▸ **What to do**
Count the lines in the records below that contain the word "opening". Reply with the number alone.
━━━━━━
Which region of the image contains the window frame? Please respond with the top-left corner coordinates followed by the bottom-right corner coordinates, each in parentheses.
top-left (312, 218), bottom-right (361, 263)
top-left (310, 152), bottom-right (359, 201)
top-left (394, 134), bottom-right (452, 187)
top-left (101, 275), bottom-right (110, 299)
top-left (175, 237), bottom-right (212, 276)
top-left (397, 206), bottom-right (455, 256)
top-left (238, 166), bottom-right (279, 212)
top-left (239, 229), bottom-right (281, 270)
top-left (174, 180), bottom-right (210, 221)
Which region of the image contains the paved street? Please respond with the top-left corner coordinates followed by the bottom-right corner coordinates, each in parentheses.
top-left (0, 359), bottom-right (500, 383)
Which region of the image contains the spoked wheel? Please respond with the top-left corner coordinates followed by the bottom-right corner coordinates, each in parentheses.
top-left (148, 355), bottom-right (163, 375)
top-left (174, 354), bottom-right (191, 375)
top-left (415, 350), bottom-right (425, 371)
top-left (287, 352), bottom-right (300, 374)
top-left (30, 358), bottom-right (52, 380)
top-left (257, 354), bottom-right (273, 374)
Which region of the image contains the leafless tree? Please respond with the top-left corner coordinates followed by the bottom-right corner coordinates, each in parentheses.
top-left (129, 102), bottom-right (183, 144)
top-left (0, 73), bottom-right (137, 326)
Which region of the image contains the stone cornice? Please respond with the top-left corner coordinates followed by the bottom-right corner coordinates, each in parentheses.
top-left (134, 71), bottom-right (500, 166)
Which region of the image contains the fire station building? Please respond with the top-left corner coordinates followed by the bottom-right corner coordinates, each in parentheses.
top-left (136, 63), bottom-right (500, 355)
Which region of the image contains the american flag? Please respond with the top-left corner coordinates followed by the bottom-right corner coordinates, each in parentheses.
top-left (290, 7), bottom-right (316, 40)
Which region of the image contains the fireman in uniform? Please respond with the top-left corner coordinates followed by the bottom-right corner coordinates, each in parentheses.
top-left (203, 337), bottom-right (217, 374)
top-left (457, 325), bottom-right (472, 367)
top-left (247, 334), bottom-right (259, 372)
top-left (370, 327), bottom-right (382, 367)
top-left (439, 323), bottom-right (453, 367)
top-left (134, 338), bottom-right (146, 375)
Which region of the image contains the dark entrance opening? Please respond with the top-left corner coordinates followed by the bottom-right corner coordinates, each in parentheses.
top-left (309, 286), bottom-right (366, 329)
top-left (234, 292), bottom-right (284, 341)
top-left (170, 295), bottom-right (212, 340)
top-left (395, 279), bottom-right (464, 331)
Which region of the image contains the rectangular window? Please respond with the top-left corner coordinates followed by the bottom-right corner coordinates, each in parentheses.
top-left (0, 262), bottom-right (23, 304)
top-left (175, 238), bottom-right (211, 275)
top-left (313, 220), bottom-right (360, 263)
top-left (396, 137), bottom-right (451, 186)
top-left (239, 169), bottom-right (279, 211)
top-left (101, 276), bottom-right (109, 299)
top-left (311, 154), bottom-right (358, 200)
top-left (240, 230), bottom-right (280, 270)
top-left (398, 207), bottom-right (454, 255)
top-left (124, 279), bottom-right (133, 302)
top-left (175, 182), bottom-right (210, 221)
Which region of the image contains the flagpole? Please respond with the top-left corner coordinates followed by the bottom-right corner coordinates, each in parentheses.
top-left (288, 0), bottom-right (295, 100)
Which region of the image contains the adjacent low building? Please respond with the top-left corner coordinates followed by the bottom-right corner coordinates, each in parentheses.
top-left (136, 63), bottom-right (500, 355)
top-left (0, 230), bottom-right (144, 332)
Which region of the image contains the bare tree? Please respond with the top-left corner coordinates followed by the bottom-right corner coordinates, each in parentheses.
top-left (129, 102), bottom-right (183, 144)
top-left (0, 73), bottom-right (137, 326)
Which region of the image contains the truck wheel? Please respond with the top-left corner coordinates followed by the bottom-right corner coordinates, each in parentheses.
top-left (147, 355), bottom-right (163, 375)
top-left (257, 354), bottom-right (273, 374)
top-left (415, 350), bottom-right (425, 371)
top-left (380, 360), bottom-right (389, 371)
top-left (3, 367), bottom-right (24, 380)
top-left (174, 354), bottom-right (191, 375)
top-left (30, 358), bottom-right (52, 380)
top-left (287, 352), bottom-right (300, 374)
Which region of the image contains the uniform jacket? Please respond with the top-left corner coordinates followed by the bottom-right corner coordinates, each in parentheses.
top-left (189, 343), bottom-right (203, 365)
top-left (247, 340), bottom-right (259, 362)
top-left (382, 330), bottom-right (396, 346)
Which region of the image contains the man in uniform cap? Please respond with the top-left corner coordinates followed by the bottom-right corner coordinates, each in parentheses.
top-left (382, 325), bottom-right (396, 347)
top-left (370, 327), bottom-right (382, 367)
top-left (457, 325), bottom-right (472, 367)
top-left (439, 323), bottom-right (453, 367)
━━━━━━
▸ **Task result**
1